» Task objective
Exact repetition of every entry is required.

» Input records
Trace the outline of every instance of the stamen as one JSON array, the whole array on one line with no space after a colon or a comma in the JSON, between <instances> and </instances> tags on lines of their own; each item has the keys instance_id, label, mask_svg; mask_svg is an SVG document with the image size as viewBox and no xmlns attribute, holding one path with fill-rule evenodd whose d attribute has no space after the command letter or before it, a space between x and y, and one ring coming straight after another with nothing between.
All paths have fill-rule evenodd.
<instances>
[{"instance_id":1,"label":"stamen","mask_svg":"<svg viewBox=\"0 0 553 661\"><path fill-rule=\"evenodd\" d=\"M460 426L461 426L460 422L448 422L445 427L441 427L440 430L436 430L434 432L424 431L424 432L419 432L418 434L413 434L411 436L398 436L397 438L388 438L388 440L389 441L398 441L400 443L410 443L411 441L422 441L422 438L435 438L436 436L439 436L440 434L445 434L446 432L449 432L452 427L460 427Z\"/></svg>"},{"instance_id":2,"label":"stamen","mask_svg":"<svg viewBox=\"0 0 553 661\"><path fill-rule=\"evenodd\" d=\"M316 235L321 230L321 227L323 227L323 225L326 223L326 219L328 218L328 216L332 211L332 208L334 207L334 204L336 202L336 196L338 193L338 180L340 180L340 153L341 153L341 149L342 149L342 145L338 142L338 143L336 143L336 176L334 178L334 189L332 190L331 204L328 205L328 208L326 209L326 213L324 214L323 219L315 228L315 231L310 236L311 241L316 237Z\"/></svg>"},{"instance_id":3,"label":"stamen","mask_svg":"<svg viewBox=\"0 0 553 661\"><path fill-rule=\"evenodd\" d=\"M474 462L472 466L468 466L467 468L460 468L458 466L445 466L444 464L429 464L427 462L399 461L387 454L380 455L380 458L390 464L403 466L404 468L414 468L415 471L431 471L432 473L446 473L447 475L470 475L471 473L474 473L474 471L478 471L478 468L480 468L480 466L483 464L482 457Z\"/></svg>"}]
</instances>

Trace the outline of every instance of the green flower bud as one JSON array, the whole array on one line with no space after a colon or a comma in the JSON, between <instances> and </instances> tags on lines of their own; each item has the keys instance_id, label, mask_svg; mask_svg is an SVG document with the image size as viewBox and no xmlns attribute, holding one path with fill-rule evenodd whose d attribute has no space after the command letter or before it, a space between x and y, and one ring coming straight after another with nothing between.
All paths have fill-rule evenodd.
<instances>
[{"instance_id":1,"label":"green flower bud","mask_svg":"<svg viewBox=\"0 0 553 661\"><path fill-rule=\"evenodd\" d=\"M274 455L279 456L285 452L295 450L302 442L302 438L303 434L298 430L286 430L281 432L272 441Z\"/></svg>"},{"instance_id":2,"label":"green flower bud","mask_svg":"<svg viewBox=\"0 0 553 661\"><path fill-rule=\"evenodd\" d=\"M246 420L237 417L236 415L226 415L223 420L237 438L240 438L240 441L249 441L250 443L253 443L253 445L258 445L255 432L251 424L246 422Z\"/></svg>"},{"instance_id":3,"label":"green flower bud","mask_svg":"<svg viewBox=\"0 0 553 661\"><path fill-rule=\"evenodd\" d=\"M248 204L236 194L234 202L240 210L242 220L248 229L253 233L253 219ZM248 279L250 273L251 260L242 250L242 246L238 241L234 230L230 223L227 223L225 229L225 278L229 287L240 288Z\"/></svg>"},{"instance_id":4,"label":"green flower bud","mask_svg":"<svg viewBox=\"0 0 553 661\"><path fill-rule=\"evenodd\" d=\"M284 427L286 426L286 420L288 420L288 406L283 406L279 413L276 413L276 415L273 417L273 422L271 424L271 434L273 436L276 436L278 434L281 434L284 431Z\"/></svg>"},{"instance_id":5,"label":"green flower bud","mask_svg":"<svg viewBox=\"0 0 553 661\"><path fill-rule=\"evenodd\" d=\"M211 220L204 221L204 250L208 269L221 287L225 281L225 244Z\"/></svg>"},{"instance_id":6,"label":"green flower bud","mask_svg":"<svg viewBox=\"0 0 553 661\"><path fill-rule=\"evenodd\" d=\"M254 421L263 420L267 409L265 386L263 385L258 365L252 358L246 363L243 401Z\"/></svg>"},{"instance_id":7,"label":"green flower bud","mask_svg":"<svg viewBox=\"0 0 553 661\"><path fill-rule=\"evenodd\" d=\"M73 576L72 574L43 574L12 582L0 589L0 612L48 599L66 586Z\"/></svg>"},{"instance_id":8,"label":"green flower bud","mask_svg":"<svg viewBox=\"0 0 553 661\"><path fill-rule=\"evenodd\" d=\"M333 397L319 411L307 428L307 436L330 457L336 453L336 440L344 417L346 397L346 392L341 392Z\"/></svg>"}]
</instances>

» Reply to the exercise
Trace the outline of every instance of the stamen as one JSON array, the whole array on one line with no space after a colon or a comma in the JSON, between <instances> and </instances> tags on lines of their own; each item has the keys instance_id, label, mask_svg; mask_svg is an SVG document with the image size as viewBox and no xmlns attribute, holding one path with fill-rule evenodd whose d attribute has no space after the command letter or before it, a space between x and y, and one ring coming straight after another with nothing between.
All paths have fill-rule evenodd.
<instances>
[{"instance_id":1,"label":"stamen","mask_svg":"<svg viewBox=\"0 0 553 661\"><path fill-rule=\"evenodd\" d=\"M460 426L461 426L460 422L448 422L445 427L441 427L440 430L436 430L434 432L424 431L424 432L419 432L418 434L413 434L411 436L398 436L397 438L388 438L388 440L389 441L398 441L400 443L410 443L411 441L422 441L422 438L435 438L436 436L439 436L440 434L445 434L446 432L449 432L452 427L460 427Z\"/></svg>"},{"instance_id":2,"label":"stamen","mask_svg":"<svg viewBox=\"0 0 553 661\"><path fill-rule=\"evenodd\" d=\"M316 235L321 230L321 227L323 227L323 225L326 223L326 219L328 218L328 216L332 211L332 208L334 207L334 204L336 202L336 196L338 193L338 180L340 180L340 153L341 153L341 149L342 149L342 145L338 142L338 143L336 143L336 176L334 178L334 189L332 190L331 204L328 205L328 208L326 209L326 213L324 214L323 219L315 228L315 231L310 236L311 241L316 237Z\"/></svg>"},{"instance_id":3,"label":"stamen","mask_svg":"<svg viewBox=\"0 0 553 661\"><path fill-rule=\"evenodd\" d=\"M474 462L472 466L468 466L467 468L460 468L458 466L445 466L444 464L429 464L427 462L399 461L387 454L380 455L380 458L390 464L403 466L404 468L414 468L415 471L431 471L432 473L446 473L447 475L470 475L471 473L474 473L474 471L478 471L478 468L480 468L480 466L483 464L482 457Z\"/></svg>"}]
</instances>

Trace the outline of every instance of the green flower bud as one JSON array, the whole array on one line with no space after a colon or a comma in the JSON, between <instances> and </instances> tags on lines of their own; each item has the keys instance_id, label, mask_svg; mask_svg is an SVG document with the image size as viewBox and no xmlns attribute, holding one path with fill-rule evenodd whose d attribute has no space after the command letter or before it, a space between x and y, and one ring coming straight after another with nothing between.
All paths have fill-rule evenodd.
<instances>
[{"instance_id":1,"label":"green flower bud","mask_svg":"<svg viewBox=\"0 0 553 661\"><path fill-rule=\"evenodd\" d=\"M274 455L279 456L285 452L295 450L302 442L302 438L303 434L298 430L286 430L281 432L272 441Z\"/></svg>"},{"instance_id":2,"label":"green flower bud","mask_svg":"<svg viewBox=\"0 0 553 661\"><path fill-rule=\"evenodd\" d=\"M246 420L237 417L236 415L226 415L223 420L237 438L240 438L240 441L249 441L250 443L253 443L253 445L258 445L255 432L251 424L246 422Z\"/></svg>"},{"instance_id":3,"label":"green flower bud","mask_svg":"<svg viewBox=\"0 0 553 661\"><path fill-rule=\"evenodd\" d=\"M248 204L236 194L234 202L240 210L242 220L248 229L253 233L253 219ZM248 279L250 273L251 260L242 250L242 246L238 241L234 230L230 223L227 223L225 229L225 278L229 287L240 288Z\"/></svg>"},{"instance_id":4,"label":"green flower bud","mask_svg":"<svg viewBox=\"0 0 553 661\"><path fill-rule=\"evenodd\" d=\"M284 427L286 426L286 420L288 420L288 406L283 406L279 413L276 413L276 415L273 417L273 422L271 424L271 434L273 436L276 436L278 434L281 434L284 431Z\"/></svg>"},{"instance_id":5,"label":"green flower bud","mask_svg":"<svg viewBox=\"0 0 553 661\"><path fill-rule=\"evenodd\" d=\"M211 220L204 221L204 250L208 269L221 287L225 281L225 244Z\"/></svg>"},{"instance_id":6,"label":"green flower bud","mask_svg":"<svg viewBox=\"0 0 553 661\"><path fill-rule=\"evenodd\" d=\"M254 421L263 420L267 409L265 386L263 385L258 365L252 358L246 363L243 401Z\"/></svg>"},{"instance_id":7,"label":"green flower bud","mask_svg":"<svg viewBox=\"0 0 553 661\"><path fill-rule=\"evenodd\" d=\"M73 576L72 574L43 574L12 582L0 589L0 612L48 599L66 586Z\"/></svg>"},{"instance_id":8,"label":"green flower bud","mask_svg":"<svg viewBox=\"0 0 553 661\"><path fill-rule=\"evenodd\" d=\"M333 397L319 411L307 428L307 436L330 457L336 453L336 440L344 417L346 397L346 392L341 392Z\"/></svg>"}]
</instances>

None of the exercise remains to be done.